> **WHAT YOU WILL DO**: Convert the lines below into a numbered list, skipping any blank lines. Leave the pictures out of the result.

....

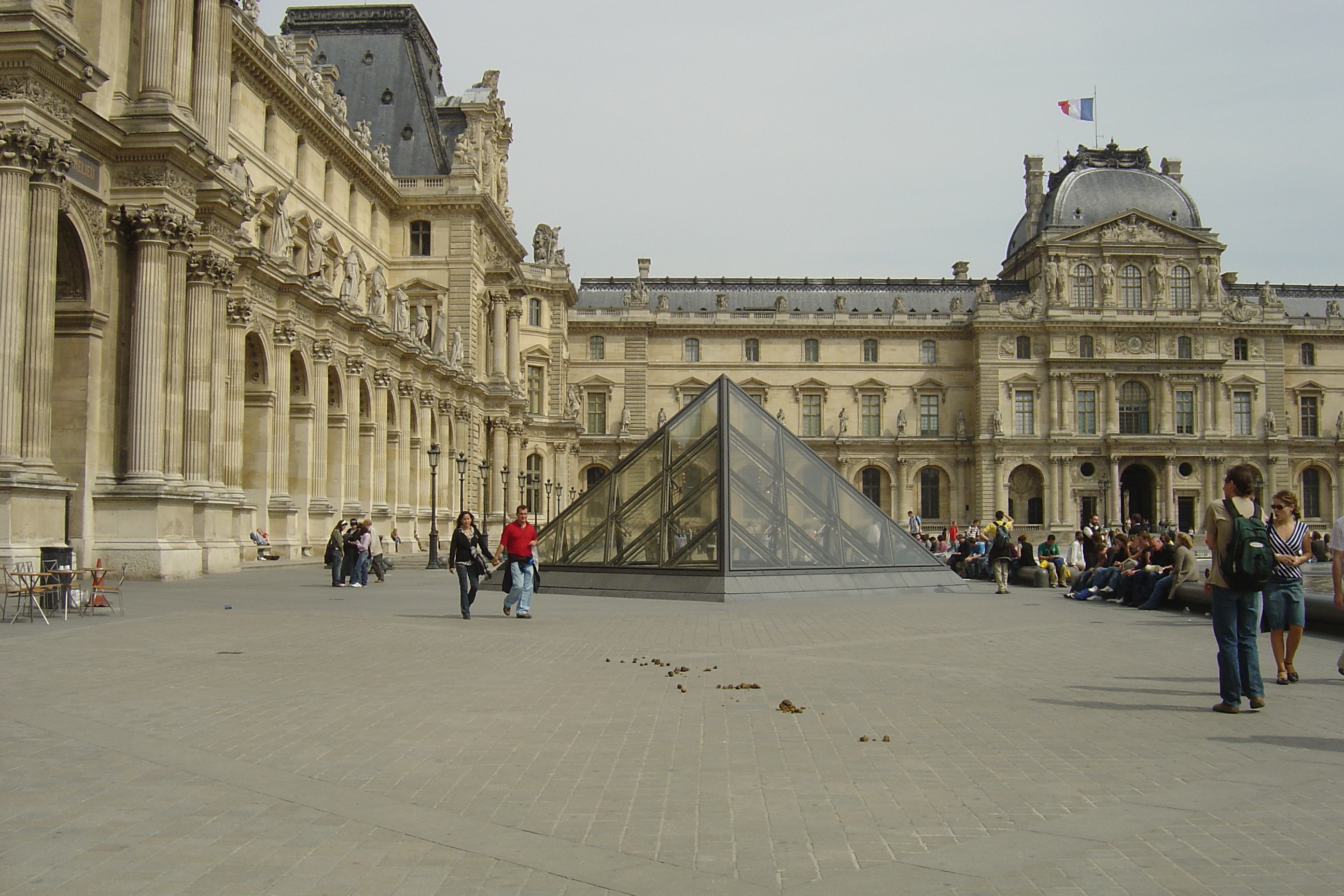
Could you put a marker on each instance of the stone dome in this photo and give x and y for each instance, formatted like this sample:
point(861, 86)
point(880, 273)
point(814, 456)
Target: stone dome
point(1096, 185)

....

> **FULL ANSWER**:
1. Could you put a marker on each instance of the stone dome in this photo and give x and y for each instance, formatted like this sample:
2. point(861, 86)
3. point(880, 273)
4. point(814, 456)
5. Target: stone dome
6. point(1096, 185)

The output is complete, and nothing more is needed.